[XML4Lib] XPath: Selecting nodes grouped with parent?

[Walker, David]

Thanks to those who responded, it was very helpful.
 
In this case, I'm actually not using XSLT, but rather loading the file into a DOM object, passing it with the query to an XPath object, and then walking thru the resulting node list in order to populate some arrays.
 
 
>> You seem to want to build a custom node 
>> tree, and I don't think that xpath will 
>> let you do this. 
 
I think this is right.  I had hopes of somehow limiting the node tree based on the query alone, but I think I was putting ideas of a relational database result set onto XML.
 
So I'm going to take the two pass approach, although again outside of XSLT.  Thanks!
 
--Dave
 
 
-------------------
David Walker
Library Web Services Manager
California State University
http://xerxes.calstate.edu

________________________________

From: Erik Hetzner [mailto:erik.hetzner at ucop.edu]
Sent: Tue 10/31/2006 2:40 PM
To: Walker, David
Cc: xml4lib at webjunction.org
Subject: Re: [XML4Lib] XPath: Selecting nodes grouped with parent?



At Tue, 31 Oct 2006 13:40:35 -0800,
"Walker, David" <dwalker at calstate.edu> wrote:
>
> Hi all,
> 
> I have a simple set of XML files that include category and database information for various library subscription databases.  Each category has one or more subcategories, and each subcategory has one or more databases, as such:
> 
> <category>
>   <subcategory>
>     <database />
>     <database />
>   </subcategory>
>   <subcategory>
>     <database />
>     <database />
>   </subcategory>
> </category>
> 

[...]

Hi David,

I'm pretty sure that you won't be able to do this in pure xpath, at
least with xpath 1.0. You seem to want to build a custom node tree,
and I don't think that xpath will let you do this. But that's what
XSLT is for: building node trees. I think this will do what you're
looking for.

<?xml version="1.0" encoding="UTF-8"?>
<xsl:transform
    version="1.0"
    xmlns:xsl="http://www.w3.org/1999/XSL/Transform">
 
  <xsl:template match="/">
    <xsl:variable name="foo">
      <xsl:for-each select="//subcategory[database[@type='1']]">
        <xsl:element name="subcategory">
          <xsl:attribute name="name">
            <xsl:value-of select="@name"/>
          </xsl:attribute>
          <xsl:for-each select="database[@type='1']">
            <xsl:element name="database">
              <xsl:attribute name="type">
                <xsl:value-of select="@type"/>
              </xsl:attribute>
            </xsl:element>
          </xsl:for-each>
        </xsl:element>
      </xsl:for-each>
    </xsl:variable>
    <xsl:copy-of select="$foo"/>
  </xsl:template>
</xsl:transform>

best,
Erik Hetzner--
Erik Hetzner
California Digital Library
510-987-0884

## PROMPT 1
In the XPath thread, reproduce the passage starting with "[Walker, David]" and going on through "populate some arrays.", renaming "arrays" to "lists".
## PROMPT 2
In the XPath thread, explain why Erik Hetzner recommends XSLT instead of pure XPath.

[Records from a point-labeling set]

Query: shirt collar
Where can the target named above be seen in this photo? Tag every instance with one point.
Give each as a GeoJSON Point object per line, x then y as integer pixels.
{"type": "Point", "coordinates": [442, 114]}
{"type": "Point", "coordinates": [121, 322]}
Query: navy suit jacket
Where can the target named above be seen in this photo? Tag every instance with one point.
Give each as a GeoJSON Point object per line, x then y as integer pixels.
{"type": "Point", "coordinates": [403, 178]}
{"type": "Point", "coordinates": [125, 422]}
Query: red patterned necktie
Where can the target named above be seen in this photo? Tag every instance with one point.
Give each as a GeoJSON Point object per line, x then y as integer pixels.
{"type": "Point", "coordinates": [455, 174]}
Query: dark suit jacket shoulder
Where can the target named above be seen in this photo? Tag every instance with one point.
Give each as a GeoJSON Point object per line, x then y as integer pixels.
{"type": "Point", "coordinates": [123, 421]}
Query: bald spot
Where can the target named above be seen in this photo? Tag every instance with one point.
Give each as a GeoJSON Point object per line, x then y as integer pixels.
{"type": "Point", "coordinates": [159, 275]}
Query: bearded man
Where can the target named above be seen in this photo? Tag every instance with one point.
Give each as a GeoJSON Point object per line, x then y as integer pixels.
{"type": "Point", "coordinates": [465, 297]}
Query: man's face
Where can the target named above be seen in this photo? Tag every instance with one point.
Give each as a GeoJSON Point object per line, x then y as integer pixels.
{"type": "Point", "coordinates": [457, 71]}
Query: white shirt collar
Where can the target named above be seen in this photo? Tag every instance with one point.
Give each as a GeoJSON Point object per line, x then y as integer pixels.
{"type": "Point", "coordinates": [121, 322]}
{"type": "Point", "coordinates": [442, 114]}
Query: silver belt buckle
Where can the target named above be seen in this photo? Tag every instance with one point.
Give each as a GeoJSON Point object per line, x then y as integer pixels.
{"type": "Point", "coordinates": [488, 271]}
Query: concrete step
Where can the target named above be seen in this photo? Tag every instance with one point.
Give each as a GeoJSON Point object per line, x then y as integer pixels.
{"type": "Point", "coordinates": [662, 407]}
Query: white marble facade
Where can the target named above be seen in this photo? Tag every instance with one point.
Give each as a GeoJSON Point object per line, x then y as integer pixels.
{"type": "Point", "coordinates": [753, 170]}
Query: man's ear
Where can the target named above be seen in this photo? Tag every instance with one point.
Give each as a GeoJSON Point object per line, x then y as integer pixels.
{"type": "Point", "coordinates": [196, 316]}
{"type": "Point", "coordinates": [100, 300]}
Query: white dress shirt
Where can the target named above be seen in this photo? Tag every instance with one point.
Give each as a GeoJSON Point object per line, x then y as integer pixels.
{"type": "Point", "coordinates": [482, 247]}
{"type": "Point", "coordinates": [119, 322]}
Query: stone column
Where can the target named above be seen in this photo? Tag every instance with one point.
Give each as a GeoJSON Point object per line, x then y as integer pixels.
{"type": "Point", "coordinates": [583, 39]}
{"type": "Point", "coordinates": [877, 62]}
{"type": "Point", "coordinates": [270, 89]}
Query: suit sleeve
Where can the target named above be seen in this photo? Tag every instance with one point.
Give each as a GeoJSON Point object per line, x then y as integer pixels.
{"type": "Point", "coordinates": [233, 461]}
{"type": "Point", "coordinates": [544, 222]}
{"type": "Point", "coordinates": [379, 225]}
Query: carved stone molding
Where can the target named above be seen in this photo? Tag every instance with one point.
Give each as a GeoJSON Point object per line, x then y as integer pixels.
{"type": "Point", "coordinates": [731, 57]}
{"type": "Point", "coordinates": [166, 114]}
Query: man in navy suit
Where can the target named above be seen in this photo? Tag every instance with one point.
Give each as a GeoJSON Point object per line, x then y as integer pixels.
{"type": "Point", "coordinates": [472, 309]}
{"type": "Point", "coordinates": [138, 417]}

## CORRECT ANSWER 1
[Walker, David]

Thanks to those who responded, it was very helpful.
 
In this case, I'm actually not using XSLT, but rather loading the file into a DOM object, passing it with the query to an XPath object, and then walking thru the resulting node list in order to populate some lists.

## CORRECT ANSWER 2
He believes the goal is to build a custom node tree, and he doubts that XPath, at least version 1.0, allows this. XSLT, by contrast, is meant for building node trees.